:: ZIELSETZUNG A ::
Geben Sie im Quelltext die Passage von „Genau an dem“ bis „nach technischen Kriterien.“ wieder und ersetzen Sie darin „Minsk“ durch „Kiew“.
:: ZIELSETZUNG B ::
Übertragen Sie den Satz „Doch wir werden behandelt wie Beweismittel in einer technischen Auseinandersetzung.“ aus dem Quelltext ins Englische.
:: ZIELSETZUNG C ::
Fassen Sie den Absatz des Quelltextes, der mit „Genau an dem Tag“ beginnt, als knappe Stichpunktliste zusammen, ohne seine wesentlichen Fakten zu verlieren.

Genau an dem Tag, als in Berlin die von Kanzlerin Angela Merkel bestellte Ethikkommission tagte, traf am Zwischenlager in Gorleben eine Gruppe aus Minsk ein, die mit eindringlichen Worten anmahnte, die Debatte um den Atomausstieg wirklich ethisch zu führen und nicht nach technischen Kriterien.
"Viele von uns sind krank - krank durch den GAU von Tschernobyl", so Prof. Irina Gruschewaja als Sprecherin der Gruppe, die auf Einladung der Gemeinnützigen belarussischen Stiftung die "Kinder von Tschernobyl" ins Wendland gekommen war. "Doch wir werden behandelt wie Beweismittel in einer technischen Auseinandersetzung. Wir rufen auch die Deutsche Regierung dazu auf, sich an Albert Schweitzer zu erinnern und seine Mahnung, Ethik als 'Ehrfurcht vor dem Leben' zu betrachten und nicht als Rechenexempel", rief Prof. Gruschewaja den Umstehenden mit Blick auf die am Donnerstag Morgen begonnene Sitzung der Ethikkommission zu.
„Es ist nicht die Frage, ob wir aus der Atomkraft aussteigen, sondern wie und unter welchen Bedingungen“. So hatte am Morgen der ehemalige Bundesumweltminister Klaus Töpfer als Vorsitzender am Donnerstag die von Bundeskanzlerin Angela Merkel einberufenen Ethikkommission „Sichere Energieversorgung“ eröffnet.

:: ERFASSTE DATEN ::
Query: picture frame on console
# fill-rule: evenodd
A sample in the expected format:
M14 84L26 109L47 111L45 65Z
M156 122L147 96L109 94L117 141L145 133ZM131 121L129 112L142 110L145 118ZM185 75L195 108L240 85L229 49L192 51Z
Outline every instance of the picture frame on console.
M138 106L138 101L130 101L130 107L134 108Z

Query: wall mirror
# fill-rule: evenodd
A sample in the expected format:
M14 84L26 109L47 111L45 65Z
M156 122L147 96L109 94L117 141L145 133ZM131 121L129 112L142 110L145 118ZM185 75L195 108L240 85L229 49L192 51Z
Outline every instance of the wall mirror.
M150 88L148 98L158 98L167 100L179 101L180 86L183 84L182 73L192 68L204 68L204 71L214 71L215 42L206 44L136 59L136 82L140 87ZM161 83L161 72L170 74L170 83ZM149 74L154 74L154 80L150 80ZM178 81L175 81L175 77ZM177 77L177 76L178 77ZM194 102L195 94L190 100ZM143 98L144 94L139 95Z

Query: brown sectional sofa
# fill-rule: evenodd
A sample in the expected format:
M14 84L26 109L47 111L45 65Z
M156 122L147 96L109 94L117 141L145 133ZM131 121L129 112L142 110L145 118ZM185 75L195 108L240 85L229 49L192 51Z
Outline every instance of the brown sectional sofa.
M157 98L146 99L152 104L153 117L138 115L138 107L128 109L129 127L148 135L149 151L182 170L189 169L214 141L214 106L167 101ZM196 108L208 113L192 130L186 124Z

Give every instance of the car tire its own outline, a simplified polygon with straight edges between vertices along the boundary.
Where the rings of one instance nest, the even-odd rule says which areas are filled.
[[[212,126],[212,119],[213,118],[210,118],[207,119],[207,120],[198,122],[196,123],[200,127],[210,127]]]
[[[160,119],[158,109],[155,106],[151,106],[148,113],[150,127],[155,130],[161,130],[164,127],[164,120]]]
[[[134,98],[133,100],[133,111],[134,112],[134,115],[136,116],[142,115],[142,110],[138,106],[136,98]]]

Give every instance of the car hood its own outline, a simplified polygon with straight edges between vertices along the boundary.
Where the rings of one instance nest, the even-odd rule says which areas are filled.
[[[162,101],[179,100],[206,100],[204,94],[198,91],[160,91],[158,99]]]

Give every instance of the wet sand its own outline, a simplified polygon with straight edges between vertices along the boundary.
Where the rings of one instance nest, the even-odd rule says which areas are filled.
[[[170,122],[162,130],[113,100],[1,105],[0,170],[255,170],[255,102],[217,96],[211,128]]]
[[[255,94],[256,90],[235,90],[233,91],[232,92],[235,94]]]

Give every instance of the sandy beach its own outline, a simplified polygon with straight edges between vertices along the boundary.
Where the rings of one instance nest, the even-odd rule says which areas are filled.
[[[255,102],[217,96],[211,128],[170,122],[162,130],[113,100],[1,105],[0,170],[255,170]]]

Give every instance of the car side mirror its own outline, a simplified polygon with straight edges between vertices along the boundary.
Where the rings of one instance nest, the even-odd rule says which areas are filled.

:: VOLLSTÄNDIGE ANTWORT A ::
Genau an dem Tag, als in Berlin die von Kanzlerin Angela Merkel bestellte Ethikkommission tagte, traf am Zwischenlager in Gorleben eine Gruppe aus Kiew ein, die mit eindringlichen Worten anmahnte, die Debatte um den Atomausstieg wirklich ethisch zu führen und nicht nach technischen Kriterien.

:: VOLLSTÄNDIGE ANTWORT B ::
But we are treated like evidence in a technical dispute.

:: VOLLSTÄNDIGE ANTWORT C ::
- Zeitpunkt: Sitzung der von Kanzlerin Angela Merkel bestellten Ethikkommission in Berlin
- Ort: Zwischenlager in Gorleben
- Beteiligte: eine Gruppe aus Minsk
- Anliegen: die Debatte um den Atomausstieg wirklich ethisch führen, nicht nach technischen Kriterien